__WHAT THIS TASK INVOLVES__
Print the listing below word for word, keeping every line unchanged.

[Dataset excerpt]

[START]

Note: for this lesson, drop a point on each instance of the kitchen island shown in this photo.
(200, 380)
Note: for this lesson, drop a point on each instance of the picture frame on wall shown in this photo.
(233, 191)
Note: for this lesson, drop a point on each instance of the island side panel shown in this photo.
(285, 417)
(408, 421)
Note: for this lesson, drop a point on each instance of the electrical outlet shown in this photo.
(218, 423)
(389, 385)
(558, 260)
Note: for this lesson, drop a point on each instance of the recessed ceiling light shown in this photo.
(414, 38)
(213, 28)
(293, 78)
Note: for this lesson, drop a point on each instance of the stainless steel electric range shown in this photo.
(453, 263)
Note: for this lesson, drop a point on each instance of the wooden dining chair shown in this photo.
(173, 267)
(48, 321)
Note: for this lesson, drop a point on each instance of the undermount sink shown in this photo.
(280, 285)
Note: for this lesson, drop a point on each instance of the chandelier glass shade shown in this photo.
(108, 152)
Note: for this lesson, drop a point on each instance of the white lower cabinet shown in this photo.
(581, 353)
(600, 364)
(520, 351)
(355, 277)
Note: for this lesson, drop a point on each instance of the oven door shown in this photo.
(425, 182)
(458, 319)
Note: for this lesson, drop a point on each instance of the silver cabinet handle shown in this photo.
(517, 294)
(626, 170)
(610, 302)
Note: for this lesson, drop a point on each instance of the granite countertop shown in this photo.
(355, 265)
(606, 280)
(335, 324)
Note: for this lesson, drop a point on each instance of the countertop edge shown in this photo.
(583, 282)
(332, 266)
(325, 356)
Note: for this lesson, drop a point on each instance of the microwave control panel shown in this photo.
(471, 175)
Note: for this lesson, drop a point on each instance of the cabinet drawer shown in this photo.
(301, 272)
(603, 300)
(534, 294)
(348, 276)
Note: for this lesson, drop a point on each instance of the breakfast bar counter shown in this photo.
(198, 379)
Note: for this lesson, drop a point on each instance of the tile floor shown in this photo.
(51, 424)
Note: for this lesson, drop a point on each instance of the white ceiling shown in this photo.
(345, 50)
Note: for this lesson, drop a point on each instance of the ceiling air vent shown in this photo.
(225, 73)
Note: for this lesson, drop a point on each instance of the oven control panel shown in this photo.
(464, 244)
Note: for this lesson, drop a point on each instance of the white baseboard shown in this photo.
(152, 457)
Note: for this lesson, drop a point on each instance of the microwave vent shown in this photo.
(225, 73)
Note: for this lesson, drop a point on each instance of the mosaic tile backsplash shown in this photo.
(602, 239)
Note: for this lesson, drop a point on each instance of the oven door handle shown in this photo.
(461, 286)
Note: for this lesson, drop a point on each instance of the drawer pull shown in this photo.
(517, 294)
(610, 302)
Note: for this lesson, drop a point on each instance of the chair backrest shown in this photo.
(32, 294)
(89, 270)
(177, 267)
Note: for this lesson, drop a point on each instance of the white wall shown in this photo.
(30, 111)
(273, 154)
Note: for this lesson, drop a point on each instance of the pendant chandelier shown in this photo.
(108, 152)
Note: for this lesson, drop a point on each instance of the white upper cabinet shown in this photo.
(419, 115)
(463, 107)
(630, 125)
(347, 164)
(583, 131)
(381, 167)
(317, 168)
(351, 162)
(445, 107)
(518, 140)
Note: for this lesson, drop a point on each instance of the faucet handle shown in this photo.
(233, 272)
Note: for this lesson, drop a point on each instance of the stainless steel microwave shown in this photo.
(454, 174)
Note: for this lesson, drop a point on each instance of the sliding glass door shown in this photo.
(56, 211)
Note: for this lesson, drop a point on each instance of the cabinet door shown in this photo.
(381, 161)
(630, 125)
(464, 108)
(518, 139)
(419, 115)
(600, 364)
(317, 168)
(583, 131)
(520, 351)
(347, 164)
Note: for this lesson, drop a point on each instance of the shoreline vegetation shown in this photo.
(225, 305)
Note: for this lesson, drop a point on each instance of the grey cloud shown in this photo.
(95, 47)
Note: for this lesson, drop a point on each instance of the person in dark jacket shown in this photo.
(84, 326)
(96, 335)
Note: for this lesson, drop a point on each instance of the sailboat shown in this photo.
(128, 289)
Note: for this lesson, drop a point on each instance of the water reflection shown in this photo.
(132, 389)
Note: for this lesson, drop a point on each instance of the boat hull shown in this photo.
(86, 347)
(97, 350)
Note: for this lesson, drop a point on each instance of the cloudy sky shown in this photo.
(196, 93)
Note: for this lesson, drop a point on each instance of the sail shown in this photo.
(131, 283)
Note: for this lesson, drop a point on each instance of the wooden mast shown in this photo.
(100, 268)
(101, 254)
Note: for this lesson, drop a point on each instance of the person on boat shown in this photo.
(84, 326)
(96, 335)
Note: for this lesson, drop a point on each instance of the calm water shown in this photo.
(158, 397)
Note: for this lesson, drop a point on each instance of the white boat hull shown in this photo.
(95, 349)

[END]

__WRITTEN REPLY__
Note: for this lesson, drop a point on each instance of the kitchen island shown in this photo.
(200, 380)
Note: for this lesson, drop a point on each instance of the picture frame on wall shown in this photo.
(233, 191)
Note: for this lesson, drop a point on each instance of the island side panel shown in this photo.
(285, 417)
(408, 421)
Note: for this lesson, drop a point on each instance of the electrical outlet shown in this photo.
(218, 423)
(389, 385)
(558, 260)
Note: for this lesson, drop a point on each instance of the recessed ceiling light shown in this photo.
(414, 38)
(213, 28)
(293, 78)
Note: for this lesson, drop a point on each instance of the stainless steel electric range shown in this photo.
(453, 263)
Note: for this lesson, drop a point on each instance of the wooden dining chair shown in this photo.
(173, 267)
(48, 321)
Note: for this lesson, drop a point on each instance of the undermount sink shown in this photo.
(280, 285)
Note: for this lesson, drop a point on each instance of the chandelier glass shade shown in this photo.
(108, 152)
Note: for this lesson, drop a point on each instance of the white lower cabinet shown in this photo.
(581, 353)
(600, 364)
(520, 351)
(355, 277)
Note: for this lesson, drop a point on each instance of the oven door shown in this photo.
(425, 182)
(458, 319)
Note: for this lesson, drop a point on each instance of the silver cabinet handle shown in this photo.
(517, 294)
(626, 170)
(610, 302)
Note: for this lesson, drop a point on each instance of the granite countertop shown in this photo.
(355, 265)
(606, 280)
(335, 324)
Note: for this lesson, drop a point on each instance of the countertop edge shown in this photo.
(583, 282)
(332, 266)
(325, 356)
Note: for this lesson, drop a point on each instance of the microwave control panel shown in this photo.
(471, 175)
Note: for this lesson, drop a point on each instance of the cabinet drawer shown in this photo.
(301, 272)
(603, 300)
(534, 294)
(348, 276)
Note: for this lesson, drop a point on each instance of the breakfast bar counter shown in this photo.
(198, 379)
Note: for this lesson, drop a point on each instance of the tile floor shown in this photo.
(51, 424)
Note: for this lesson, drop a point on each instance of the white ceiling shown in this photo.
(345, 50)
Note: for this lesson, drop a point on each instance of the ceiling air vent shown in this photo.
(225, 73)
Note: for this lesson, drop a point on each instance of the oven control panel shown in this photo.
(464, 244)
Note: for this lesson, drop a point on each instance of the white baseboard shown in this photo.
(152, 457)
Note: for this lesson, drop a point on each instance of the microwave vent shown in this photo.
(225, 73)
Note: for this lesson, drop a point on each instance of the mosaic tile backsplash shown in this photo.
(602, 239)
Note: for this lesson, drop a point on each instance of the oven door handle shown in this photo.
(461, 286)
Note: for this lesson, drop a point on each instance of the drawer pull shown in this photo.
(517, 294)
(610, 302)
Note: for this lesson, drop a point on each instance of the chair backrest shown in this photo.
(32, 294)
(89, 270)
(177, 267)
Note: for this lesson, drop a point on each instance of the white wall shown in this photo.
(30, 111)
(273, 154)
Note: for this lesson, drop a point on each instance of the pendant chandelier shown in this photo.
(108, 152)
Note: for this lesson, drop a point on each instance of the white upper cabinet shown in this photo.
(419, 115)
(463, 107)
(630, 125)
(347, 164)
(583, 131)
(381, 167)
(317, 168)
(351, 162)
(445, 107)
(518, 140)
Note: for this lesson, drop a point on each instance of the faucet handle shown in this photo.
(233, 272)
Note: for this lesson, drop a point on each instance of the stainless steel microwave shown in this photo.
(454, 174)
Note: for this lesson, drop a point on each instance of the sliding glass door shown in this photo.
(56, 211)
Note: for this lesson, drop a point on each instance of the cabinet door shown in this photo.
(381, 161)
(630, 125)
(464, 108)
(518, 139)
(419, 115)
(600, 364)
(317, 168)
(583, 131)
(520, 351)
(347, 164)
Note: for this lesson, drop a point on each instance of the shoreline vegetation shown in this photo.
(225, 305)
Note: for this lesson, drop a point on each instance of the grey cloud shown in this photo.
(95, 47)
Note: for this lesson, drop a point on each instance of the person in dark jacket shown in this photo.
(84, 326)
(96, 335)
Note: for this lesson, drop a point on each instance of the sailboat shown in this photo.
(128, 289)
Note: for this lesson, drop a point on each instance of the water reflection shown in this photo.
(132, 389)
Note: for this lesson, drop a point on each instance of the boat hull shown in this photo.
(86, 347)
(97, 350)
Note: for this lesson, drop a point on each instance of the cloudy sky shown in this photo.
(196, 93)
Note: for this lesson, drop a point on each instance of the sail shown in this photo.
(131, 283)
Note: for this lesson, drop a point on each instance of the wooden mast shown in this photo.
(100, 268)
(101, 254)
Note: for this lesson, drop a point on each instance of the person on boat shown in this photo.
(84, 326)
(96, 335)
Note: for this lesson, drop a point on each instance of the calm water shown in this photo.
(158, 397)
Note: for this lesson, drop a point on each instance of the white boat hull shown in this photo.
(95, 349)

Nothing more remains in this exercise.